_Texte extrait_
Plus cher à l’arrivée : bienvenue sur les sites de voyages où les prix d’appel se transforment vite en facture salée.

Des billets d’avion affichés à des tarifs défiant toute concurrence, des prix d’appel attractifs, le Net regorge d’offres de voyage qui visent à appâter le consommateur. A la clé, de bonnes affaires… mais aussi quelques mauvaises surprises. Car certaines annonces alléchantes de prime abord perdent une grande partie de leur attrait dès qu’elles sont étudiées de plus près.

A la lecture attentive des différentes clauses des contrats, il apparaît qu’aux tarifs de départ s’ajoutent diverses taxes, des frais annexes, des assurances qui viennent gonfler la facture au moment de finaliser la transaction. Pour l’internaute non averti, l’étonnement est à la mesure du mécontentement. Publicités mensongères, pratiques déloyales ou opaques… Les plaintes se sont multipliées à l’encontre de certains sites et compagnies aériennes qui n’hésitent pas à abuser le consommateur qui s’essaie à la réservation en ligne en toute confiance.

Il y a un an, une enquête de la Commission européenne a épinglé 137 sites Web des Etats membres de l’Union européenne pour infraction au droit européen de la consommation, ce qui correspond à un site sur trois. Au cœur du délit, des offres litigieuses visant à tromper les internautes en quête de billets d’avion à bon prix.

Taxes, charges, surcoûts…

Trois pratiques ont été mises en cause : une tarification mensongère, erronée ou prêtant à confusion pour 58 % des sites contrôlés ; des irrégularités dans les clauses contractuelles déplorées pour 49 % d’entre eux et l’indisponibilité des offres proposées pour 15 %. Souvent la tarification ne fait apparaître ni les taxes d’aéroport ni les frais de réservation, de carte de crédit ou d’excédent de bagage.

_Données extraites_
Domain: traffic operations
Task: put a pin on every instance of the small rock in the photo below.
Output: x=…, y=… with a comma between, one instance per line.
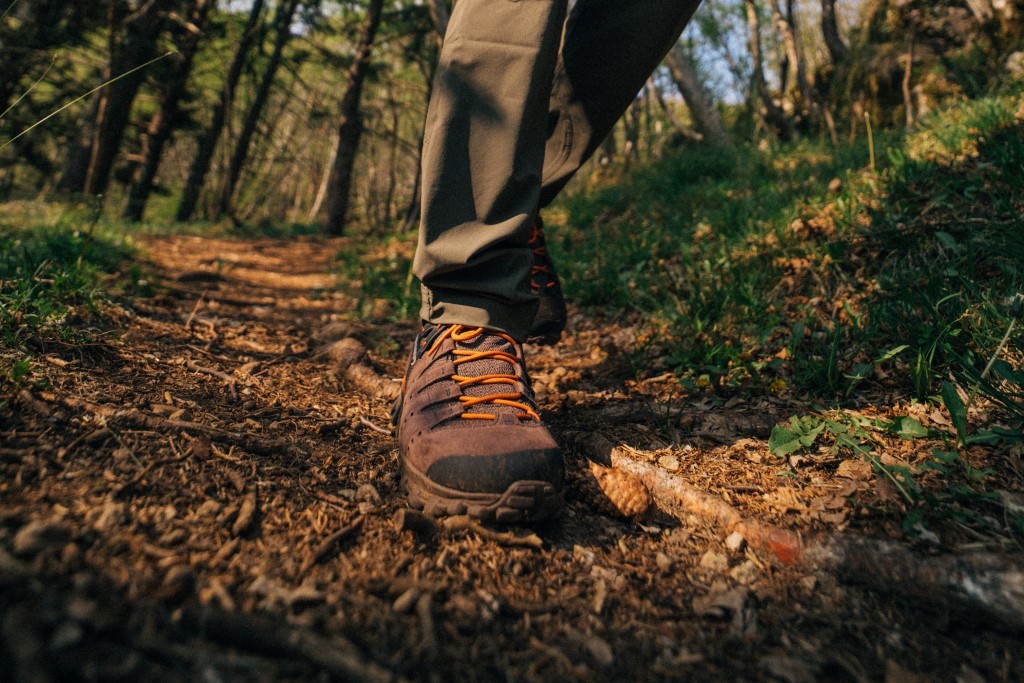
x=735, y=542
x=345, y=352
x=714, y=561
x=38, y=536
x=670, y=463
x=368, y=494
x=721, y=604
x=745, y=573
x=663, y=561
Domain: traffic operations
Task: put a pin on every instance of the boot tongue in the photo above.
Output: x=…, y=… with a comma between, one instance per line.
x=488, y=342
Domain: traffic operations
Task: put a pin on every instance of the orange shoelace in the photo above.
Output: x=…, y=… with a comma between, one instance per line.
x=459, y=333
x=538, y=247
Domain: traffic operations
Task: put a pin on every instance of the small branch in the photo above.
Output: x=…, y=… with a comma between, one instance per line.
x=253, y=633
x=379, y=430
x=227, y=379
x=131, y=418
x=330, y=542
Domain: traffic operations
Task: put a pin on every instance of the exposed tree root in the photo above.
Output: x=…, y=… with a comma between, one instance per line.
x=123, y=416
x=980, y=587
x=348, y=356
x=262, y=635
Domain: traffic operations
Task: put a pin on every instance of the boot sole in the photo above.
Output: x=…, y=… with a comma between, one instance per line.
x=522, y=502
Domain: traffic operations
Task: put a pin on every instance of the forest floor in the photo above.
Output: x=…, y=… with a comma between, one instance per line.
x=202, y=493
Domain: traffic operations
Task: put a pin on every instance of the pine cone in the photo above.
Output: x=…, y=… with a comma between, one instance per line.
x=617, y=493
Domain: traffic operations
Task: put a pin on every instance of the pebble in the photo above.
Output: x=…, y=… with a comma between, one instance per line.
x=663, y=561
x=670, y=463
x=745, y=573
x=715, y=561
x=38, y=536
x=735, y=542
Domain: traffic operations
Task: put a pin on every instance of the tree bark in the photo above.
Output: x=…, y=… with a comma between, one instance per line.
x=773, y=113
x=167, y=119
x=350, y=126
x=829, y=30
x=785, y=25
x=283, y=33
x=133, y=42
x=208, y=141
x=677, y=125
x=706, y=117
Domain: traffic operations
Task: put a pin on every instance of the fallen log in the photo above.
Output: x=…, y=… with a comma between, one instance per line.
x=254, y=633
x=982, y=589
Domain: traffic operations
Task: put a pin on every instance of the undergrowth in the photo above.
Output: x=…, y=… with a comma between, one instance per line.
x=752, y=274
x=51, y=279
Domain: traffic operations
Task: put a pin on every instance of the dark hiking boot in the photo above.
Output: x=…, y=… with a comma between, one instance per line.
x=471, y=439
x=550, y=318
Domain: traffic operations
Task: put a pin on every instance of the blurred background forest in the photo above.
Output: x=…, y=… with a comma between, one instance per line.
x=839, y=178
x=311, y=111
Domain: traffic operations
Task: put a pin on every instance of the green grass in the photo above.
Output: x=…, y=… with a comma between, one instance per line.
x=51, y=276
x=750, y=272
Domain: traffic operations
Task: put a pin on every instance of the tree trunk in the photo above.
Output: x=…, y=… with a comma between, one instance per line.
x=706, y=117
x=677, y=125
x=208, y=141
x=350, y=126
x=786, y=28
x=829, y=30
x=283, y=33
x=133, y=42
x=167, y=119
x=773, y=113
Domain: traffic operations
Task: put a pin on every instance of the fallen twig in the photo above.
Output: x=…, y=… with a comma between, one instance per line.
x=37, y=406
x=132, y=418
x=981, y=588
x=330, y=542
x=227, y=379
x=783, y=545
x=379, y=430
x=418, y=522
x=199, y=302
x=254, y=633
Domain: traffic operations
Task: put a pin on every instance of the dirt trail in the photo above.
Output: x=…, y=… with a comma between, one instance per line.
x=201, y=495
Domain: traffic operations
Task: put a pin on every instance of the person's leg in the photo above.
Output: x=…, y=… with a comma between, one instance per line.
x=471, y=439
x=482, y=160
x=610, y=49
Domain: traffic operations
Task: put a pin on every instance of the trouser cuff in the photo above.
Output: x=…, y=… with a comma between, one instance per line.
x=454, y=307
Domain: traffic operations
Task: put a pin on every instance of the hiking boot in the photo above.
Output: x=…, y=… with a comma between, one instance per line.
x=550, y=318
x=470, y=436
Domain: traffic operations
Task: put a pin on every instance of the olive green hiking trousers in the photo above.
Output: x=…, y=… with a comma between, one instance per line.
x=522, y=96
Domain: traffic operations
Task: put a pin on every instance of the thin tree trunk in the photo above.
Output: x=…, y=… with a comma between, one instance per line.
x=829, y=30
x=706, y=117
x=785, y=25
x=208, y=141
x=132, y=41
x=138, y=33
x=350, y=126
x=283, y=33
x=677, y=125
x=907, y=95
x=167, y=119
x=439, y=14
x=773, y=113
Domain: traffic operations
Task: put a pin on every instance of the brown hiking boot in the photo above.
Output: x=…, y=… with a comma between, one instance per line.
x=471, y=439
x=550, y=318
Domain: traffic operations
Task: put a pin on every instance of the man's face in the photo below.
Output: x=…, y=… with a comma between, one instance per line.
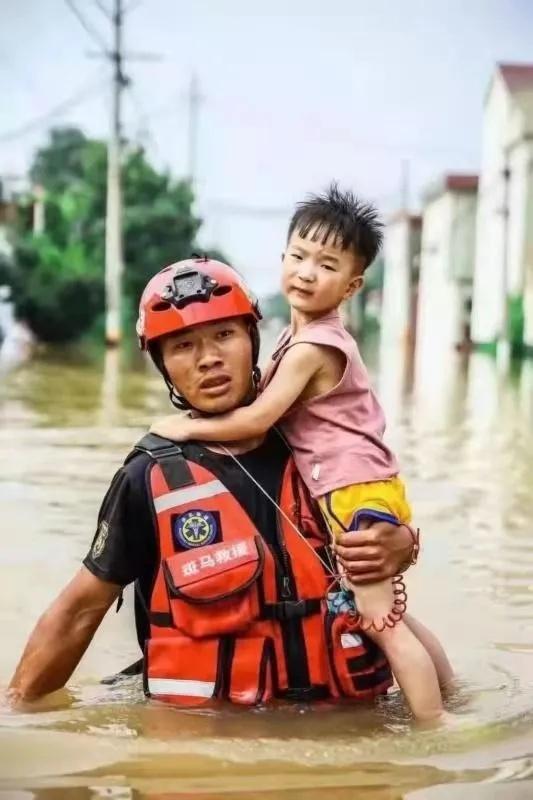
x=210, y=365
x=317, y=277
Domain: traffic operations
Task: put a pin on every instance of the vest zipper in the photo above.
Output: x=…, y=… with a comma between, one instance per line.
x=287, y=590
x=294, y=645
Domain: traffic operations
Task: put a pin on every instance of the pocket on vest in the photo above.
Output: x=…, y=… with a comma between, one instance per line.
x=190, y=672
x=213, y=590
x=357, y=667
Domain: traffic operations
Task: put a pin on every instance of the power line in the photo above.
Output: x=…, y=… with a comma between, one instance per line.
x=66, y=105
x=103, y=8
x=93, y=33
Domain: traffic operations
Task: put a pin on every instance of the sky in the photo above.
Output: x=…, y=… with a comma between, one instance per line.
x=377, y=95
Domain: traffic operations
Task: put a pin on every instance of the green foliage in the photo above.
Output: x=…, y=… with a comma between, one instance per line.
x=515, y=323
x=275, y=305
x=58, y=279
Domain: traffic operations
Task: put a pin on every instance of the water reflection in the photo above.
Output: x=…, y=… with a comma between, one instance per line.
x=464, y=435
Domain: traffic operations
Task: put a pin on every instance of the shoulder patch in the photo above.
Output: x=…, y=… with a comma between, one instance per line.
x=101, y=539
x=195, y=528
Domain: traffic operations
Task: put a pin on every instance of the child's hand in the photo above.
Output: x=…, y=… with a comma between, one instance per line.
x=174, y=427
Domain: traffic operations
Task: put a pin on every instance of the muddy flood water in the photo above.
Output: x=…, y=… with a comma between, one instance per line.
x=464, y=433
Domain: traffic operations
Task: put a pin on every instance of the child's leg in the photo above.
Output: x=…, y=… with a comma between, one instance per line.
x=434, y=648
x=410, y=662
x=413, y=668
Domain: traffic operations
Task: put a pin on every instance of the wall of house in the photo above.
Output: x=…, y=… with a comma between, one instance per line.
x=504, y=227
x=525, y=236
x=439, y=294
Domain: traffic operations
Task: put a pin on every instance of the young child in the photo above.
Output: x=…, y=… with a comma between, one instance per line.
x=317, y=387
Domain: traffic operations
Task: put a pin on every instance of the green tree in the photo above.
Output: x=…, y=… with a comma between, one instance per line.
x=58, y=276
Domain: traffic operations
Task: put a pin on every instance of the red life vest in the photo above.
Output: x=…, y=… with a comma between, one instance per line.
x=238, y=620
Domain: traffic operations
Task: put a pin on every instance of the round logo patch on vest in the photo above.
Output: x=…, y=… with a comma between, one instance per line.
x=195, y=528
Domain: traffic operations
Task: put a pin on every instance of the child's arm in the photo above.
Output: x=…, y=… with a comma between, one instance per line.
x=299, y=364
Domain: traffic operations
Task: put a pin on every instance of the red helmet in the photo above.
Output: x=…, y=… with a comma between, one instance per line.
x=190, y=293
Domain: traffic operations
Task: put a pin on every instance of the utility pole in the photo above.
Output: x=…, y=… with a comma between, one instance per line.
x=194, y=99
x=404, y=185
x=114, y=265
x=114, y=261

_Exercice proposé_
Recopiez le passage du texte sur les sites de voyages qui va de « Plus cher à » à « de plus près. », en y remplaçant « consommateur » par « client ».

_Réponse_
Plus cher à l’arrivée : bienvenue sur les sites de voyages où les prix d’appel se transforment vite en facture salée.

Des billets d’avion affichés à des tarifs défiant toute concurrence, des prix d’appel attractifs, le Net regorge d’offres de voyage qui visent à appâter le client. A la clé, de bonnes affaires… mais aussi quelques mauvaises surprises. Car certaines annonces alléchantes de prime abord perdent une grande partie de leur attrait dès qu’elles sont étudiées de plus près.